### Extrait du texte ###

Dans le Sud, la Convention des entreprises pour le climat veut transformer l'économie locale

REPORTAGE - Face aux urgences environnementales, de plus en plus d'entreprises assurent tenir compte de ces enjeux et proposent de viser l'impact zéro. Sauf que le mal est fait et que six des neufs limites planétaires ont été dépassées. Il est donc urgent d'aller plus loin, pense la Convention des entreprises pour le climat. Créée à Paris avant de prendre racine dans plusieurs territoires français, celle-ci accompagne les entreprises vers une transformation profonde de leur modèle économique. Faisant d'elles des entreprises régénératives, capables de réparer une partie des dégâts causés à l'environnement. Reportage à Marseille, à l'occasion d'une journée de travail dédiée à la coopération.
(Crédits : DR)

En ce chaud matin de septembre, l'Épopée fourmille. Situé dans les quartiers nord de Marseille, ce tiers-lieu dédié à l'innovation éducative, accueille aujourd'hui une session de la Convention des entreprises pour le climat (CEC) Provence-Corse.

Sur sa terrasse ombragée, dans ses espaces de travail comme dans ses couloirs, des patrons, des responsables RSE, des représentants d'institutions cogitent. Et les discussions vont bon train.

Dans une salle à la porte ostentatoirement décorée de boules de pétanque, de petites grappes de personnes se sont formées. L'ambiance est détendue. Façon vie étudiante. On parle régénération de biodiversité et coopération.

###

▸ **Travail à réaliser**:
1: Indiquez si chacune des affirmations suivantes concorde avec le reportage sur la Convention des entreprises pour le climat. Répondez par oui ou par non, en citant mot pour mot les termes du reportage qui tranchent : (a) la session se déroule dans les quartiers nord de Marseille ; (b) la session a lieu un matin d'octobre ; (c) l'ambiance de la salle est tendue.
2: Substituez « dirigeants » à « patrons » et réécrivez le passage du reportage compris entre « En ce chaud » et « biodiversité et coopération. », inclus.
Le matériel présenté ensuite n'est pas utile pour répondre.

### Lignes ###

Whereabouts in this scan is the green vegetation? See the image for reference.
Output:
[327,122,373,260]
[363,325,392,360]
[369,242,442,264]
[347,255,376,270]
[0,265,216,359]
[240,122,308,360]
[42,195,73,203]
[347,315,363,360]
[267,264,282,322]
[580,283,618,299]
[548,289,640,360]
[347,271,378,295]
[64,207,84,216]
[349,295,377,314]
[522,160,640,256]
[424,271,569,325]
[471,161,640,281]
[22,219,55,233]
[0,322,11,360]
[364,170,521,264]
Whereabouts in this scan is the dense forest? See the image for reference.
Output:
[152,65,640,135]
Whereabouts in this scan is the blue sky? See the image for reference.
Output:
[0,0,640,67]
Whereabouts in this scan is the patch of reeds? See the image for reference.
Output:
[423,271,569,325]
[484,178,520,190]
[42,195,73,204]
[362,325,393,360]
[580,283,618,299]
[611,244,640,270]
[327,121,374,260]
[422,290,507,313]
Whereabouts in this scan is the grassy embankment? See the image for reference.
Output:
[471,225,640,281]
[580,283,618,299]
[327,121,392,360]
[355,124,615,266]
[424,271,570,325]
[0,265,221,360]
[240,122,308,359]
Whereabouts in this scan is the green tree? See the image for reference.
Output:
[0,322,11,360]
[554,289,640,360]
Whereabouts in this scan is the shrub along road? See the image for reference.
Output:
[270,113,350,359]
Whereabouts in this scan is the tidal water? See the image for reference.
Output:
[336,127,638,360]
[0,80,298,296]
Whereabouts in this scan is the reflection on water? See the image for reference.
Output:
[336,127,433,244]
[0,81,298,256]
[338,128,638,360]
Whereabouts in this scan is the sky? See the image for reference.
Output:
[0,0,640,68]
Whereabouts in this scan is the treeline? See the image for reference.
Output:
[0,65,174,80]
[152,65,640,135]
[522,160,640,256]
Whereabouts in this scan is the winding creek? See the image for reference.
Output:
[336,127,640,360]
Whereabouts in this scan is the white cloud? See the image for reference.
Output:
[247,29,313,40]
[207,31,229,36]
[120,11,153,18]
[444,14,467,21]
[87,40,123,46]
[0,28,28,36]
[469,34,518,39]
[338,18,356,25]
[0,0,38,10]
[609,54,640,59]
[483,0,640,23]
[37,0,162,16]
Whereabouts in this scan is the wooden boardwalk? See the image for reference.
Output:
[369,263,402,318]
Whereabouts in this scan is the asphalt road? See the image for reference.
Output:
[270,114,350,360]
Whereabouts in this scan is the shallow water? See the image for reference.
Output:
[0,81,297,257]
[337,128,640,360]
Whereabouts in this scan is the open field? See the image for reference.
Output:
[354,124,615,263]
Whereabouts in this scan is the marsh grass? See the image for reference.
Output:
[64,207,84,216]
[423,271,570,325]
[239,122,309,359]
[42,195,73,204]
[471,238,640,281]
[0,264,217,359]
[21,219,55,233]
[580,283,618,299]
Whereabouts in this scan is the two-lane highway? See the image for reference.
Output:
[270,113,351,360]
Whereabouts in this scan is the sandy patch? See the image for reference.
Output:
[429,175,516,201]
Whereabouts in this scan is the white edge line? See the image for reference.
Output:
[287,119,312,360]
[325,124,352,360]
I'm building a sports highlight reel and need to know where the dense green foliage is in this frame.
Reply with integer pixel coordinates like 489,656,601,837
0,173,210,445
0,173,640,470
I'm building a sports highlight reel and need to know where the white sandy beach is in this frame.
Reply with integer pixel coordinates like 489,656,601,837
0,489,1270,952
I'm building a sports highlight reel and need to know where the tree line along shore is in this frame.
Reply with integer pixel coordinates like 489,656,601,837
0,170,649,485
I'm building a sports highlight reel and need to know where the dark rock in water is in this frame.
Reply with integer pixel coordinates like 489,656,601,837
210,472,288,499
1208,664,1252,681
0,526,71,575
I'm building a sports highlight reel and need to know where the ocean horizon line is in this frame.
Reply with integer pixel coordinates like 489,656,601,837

###

▸ **Résultats par tâche**:
1:
(a) Oui : « Situé dans les quartiers nord de Marseille ».
(b) Non : « En ce chaud matin de septembre ».
(c) Non : « L'ambiance est détendue. »

2:
En ce chaud matin de septembre, l'Épopée fourmille. Situé dans les quartiers nord de Marseille, ce tiers-lieu dédié à l'innovation éducative, accueille aujourd'hui une session de la Convention des entreprises pour le climat (CEC) Provence-Corse.

Sur sa terrasse ombragée, dans ses espaces de travail comme dans ses couloirs, des dirigeants, des responsables RSE, des représentants d'institutions cogitent. Et les discussions vont bon train.

Dans une salle à la porte ostentatoirement décorée de boules de pétanque, de petites grappes de personnes se sont formées. L'ambiance est détendue. Façon vie étudiante. On parle régénération de biodiversité et coopération.